◆ **Data Tercatat**:
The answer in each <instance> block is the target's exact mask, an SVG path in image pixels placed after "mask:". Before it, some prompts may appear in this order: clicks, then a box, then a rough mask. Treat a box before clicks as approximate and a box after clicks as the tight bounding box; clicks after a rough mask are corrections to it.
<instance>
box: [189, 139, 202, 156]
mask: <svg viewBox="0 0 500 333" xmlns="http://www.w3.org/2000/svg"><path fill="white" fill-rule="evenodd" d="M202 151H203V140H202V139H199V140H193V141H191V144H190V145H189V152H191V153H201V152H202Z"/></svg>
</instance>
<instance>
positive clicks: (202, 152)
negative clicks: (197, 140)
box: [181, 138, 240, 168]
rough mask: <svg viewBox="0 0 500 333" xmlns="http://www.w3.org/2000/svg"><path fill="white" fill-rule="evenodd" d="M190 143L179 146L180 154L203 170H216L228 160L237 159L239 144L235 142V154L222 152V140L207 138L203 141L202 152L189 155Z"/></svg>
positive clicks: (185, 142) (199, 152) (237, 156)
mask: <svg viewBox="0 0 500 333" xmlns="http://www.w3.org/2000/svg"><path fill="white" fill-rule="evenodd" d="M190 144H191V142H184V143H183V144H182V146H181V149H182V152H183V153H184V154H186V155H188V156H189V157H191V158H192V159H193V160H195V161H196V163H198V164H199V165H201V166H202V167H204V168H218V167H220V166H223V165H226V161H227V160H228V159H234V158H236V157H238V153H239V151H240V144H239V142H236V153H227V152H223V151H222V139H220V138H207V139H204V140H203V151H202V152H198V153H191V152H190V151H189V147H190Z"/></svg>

◆ **Yang Diperlukan**:
Sunting bagian yang dimulai dari baris berisi "rough mask: <svg" dan berakhir di baris berisi "positive clicks: (185, 142)". Tulis ulang bagian itu saja dengan "rough mask" diganti "coarse mask", sisanya biarkan sama.

◆ **Hasil Latihan**:
coarse mask: <svg viewBox="0 0 500 333" xmlns="http://www.w3.org/2000/svg"><path fill="white" fill-rule="evenodd" d="M190 143L179 146L180 154L203 170H216L228 160L237 159L239 144L235 142V154L222 152V140L207 138L203 141L202 152L189 155Z"/></svg>
positive clicks: (185, 142) (199, 152) (237, 156)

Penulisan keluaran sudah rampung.